- **Input data**
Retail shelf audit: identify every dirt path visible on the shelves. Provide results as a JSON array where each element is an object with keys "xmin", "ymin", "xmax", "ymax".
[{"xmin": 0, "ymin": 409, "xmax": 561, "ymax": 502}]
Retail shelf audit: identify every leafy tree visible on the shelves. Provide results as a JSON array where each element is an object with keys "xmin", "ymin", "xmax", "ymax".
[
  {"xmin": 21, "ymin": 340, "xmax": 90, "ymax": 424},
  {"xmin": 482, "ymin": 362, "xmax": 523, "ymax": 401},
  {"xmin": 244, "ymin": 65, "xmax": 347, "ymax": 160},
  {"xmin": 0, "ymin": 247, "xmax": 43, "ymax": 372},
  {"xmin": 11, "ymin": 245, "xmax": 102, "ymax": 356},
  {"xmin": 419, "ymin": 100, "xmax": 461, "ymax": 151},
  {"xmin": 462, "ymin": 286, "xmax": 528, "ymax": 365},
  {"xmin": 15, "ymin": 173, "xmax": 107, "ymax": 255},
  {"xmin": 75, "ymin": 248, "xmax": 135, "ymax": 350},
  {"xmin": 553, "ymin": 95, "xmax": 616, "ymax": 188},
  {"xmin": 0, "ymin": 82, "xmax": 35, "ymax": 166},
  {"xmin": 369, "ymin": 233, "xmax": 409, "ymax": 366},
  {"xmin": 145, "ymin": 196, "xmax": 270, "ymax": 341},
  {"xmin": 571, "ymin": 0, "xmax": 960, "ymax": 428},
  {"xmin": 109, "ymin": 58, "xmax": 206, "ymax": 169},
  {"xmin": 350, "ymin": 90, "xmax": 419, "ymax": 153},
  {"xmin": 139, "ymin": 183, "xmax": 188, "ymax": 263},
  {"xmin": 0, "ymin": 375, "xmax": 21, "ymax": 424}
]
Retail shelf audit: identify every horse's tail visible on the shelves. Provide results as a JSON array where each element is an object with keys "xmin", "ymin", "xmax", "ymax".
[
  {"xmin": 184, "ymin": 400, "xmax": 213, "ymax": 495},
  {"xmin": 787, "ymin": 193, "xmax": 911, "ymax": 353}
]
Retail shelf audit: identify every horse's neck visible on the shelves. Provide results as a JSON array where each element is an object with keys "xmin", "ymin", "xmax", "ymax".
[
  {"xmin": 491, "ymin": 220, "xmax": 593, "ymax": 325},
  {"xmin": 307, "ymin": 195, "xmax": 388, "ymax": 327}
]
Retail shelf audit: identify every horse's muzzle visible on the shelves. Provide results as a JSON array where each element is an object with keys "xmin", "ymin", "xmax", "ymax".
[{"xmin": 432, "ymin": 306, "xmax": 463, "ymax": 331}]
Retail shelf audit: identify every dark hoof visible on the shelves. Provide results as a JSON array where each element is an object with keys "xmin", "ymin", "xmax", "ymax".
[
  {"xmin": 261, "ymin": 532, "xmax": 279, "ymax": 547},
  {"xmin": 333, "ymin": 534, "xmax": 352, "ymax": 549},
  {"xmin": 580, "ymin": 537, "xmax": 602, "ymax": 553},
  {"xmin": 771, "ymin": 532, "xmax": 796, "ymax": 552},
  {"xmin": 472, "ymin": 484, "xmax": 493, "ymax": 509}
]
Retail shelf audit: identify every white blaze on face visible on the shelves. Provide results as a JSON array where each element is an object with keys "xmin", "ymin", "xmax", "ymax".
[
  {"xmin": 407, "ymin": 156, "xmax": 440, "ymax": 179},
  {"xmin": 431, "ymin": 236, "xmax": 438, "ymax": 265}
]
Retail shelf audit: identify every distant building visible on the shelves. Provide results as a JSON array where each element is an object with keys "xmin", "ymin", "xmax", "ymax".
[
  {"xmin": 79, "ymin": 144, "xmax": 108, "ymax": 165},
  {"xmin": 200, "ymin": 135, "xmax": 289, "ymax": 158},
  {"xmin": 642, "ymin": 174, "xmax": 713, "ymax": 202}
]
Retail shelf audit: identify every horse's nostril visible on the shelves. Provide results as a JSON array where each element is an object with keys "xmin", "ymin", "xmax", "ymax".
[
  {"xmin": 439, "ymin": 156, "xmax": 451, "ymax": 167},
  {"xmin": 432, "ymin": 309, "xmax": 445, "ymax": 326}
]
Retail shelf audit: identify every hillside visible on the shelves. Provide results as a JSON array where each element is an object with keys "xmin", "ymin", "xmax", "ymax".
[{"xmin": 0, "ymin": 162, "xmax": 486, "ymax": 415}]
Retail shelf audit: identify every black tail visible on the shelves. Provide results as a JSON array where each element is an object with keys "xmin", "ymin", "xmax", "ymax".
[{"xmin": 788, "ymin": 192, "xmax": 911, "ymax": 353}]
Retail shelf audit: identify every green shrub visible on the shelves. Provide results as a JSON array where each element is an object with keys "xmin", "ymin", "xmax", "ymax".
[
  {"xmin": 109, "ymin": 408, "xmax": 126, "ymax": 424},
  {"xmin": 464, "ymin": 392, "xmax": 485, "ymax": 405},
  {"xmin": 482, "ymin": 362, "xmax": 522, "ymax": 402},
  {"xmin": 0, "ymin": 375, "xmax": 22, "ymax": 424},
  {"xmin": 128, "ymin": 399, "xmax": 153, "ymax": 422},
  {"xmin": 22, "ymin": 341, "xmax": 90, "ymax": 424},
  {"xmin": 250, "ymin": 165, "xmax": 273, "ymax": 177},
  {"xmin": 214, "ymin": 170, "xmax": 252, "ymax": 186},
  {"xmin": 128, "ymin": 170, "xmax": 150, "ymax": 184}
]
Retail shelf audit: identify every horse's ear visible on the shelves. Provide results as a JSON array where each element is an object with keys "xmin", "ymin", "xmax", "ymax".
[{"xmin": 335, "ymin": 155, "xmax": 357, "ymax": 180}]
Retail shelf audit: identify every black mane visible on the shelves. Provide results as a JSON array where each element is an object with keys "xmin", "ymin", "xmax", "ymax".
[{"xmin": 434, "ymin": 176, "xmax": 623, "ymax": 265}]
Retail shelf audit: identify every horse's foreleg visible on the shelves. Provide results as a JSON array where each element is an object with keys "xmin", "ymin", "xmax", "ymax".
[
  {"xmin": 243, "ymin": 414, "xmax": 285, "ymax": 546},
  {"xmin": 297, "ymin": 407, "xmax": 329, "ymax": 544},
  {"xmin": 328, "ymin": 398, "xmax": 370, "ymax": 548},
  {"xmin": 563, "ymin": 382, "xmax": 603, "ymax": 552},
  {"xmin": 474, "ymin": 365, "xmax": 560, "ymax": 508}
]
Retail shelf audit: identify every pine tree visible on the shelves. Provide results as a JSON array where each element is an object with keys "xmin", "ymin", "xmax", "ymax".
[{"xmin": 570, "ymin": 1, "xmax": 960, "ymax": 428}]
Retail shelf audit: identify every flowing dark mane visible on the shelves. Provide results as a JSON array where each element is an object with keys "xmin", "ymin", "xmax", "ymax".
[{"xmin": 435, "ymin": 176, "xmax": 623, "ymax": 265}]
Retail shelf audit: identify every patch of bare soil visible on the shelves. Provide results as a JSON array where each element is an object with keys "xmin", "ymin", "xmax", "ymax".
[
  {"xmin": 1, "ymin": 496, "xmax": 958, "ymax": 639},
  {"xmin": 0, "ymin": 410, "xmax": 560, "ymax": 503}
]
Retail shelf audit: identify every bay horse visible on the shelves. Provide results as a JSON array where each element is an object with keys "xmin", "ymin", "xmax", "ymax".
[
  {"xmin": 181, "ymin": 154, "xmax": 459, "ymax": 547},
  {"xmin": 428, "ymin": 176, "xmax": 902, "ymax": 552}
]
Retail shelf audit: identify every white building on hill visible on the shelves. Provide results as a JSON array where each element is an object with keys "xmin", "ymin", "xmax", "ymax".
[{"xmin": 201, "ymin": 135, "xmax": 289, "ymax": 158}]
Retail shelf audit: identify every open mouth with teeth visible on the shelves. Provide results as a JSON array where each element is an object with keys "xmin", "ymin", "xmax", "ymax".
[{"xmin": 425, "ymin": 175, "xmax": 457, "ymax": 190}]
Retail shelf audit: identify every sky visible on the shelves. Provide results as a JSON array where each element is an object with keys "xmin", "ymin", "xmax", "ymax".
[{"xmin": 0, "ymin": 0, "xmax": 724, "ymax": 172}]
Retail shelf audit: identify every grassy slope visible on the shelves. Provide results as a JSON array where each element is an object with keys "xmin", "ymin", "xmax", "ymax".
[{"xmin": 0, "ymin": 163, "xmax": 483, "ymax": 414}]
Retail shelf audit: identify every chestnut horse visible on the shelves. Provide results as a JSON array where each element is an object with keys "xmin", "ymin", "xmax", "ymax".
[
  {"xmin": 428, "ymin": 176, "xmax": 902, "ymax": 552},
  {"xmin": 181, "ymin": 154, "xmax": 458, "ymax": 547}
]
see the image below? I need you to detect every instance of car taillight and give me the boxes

- **Goal of the exercise**
Each line, starting with the one that holds "Retail shelf audit: identify every white building" and ending with the last line of the listing, is to be restated exactly.

- **Answer section**
Retail shelf audit: identify every white building on hill visible on the shelves. Provide results as a JSON array where each element is an object with keys "xmin", "ymin", "xmax", "ymax".
[{"xmin": 201, "ymin": 135, "xmax": 289, "ymax": 158}]
Retail shelf audit: identify every open mouth with teeth visible on the shelves. Provide results as a JSON array where each element is an object with keys "xmin", "ymin", "xmax", "ymax".
[{"xmin": 425, "ymin": 175, "xmax": 457, "ymax": 190}]
Retail shelf audit: identify every sky visible on the shelves. Provide results as a JSON array where each element is an object with keys "xmin", "ymin", "xmax", "ymax".
[{"xmin": 0, "ymin": 0, "xmax": 724, "ymax": 172}]
Retail shelf audit: identify every grassy slope visible on the shelves. Provide results as a JSON array where each element is an object with keys "xmin", "ymin", "xmax", "ymax".
[{"xmin": 0, "ymin": 163, "xmax": 483, "ymax": 414}]
Retail shelf audit: identify every chestnut horse visible on the shelves. Provide results as a JSON array where each element is an object with keys "xmin", "ymin", "xmax", "ymax".
[
  {"xmin": 428, "ymin": 176, "xmax": 902, "ymax": 552},
  {"xmin": 181, "ymin": 154, "xmax": 458, "ymax": 547}
]
see the image below? I need you to detect every instance of car taillight and give me the boxes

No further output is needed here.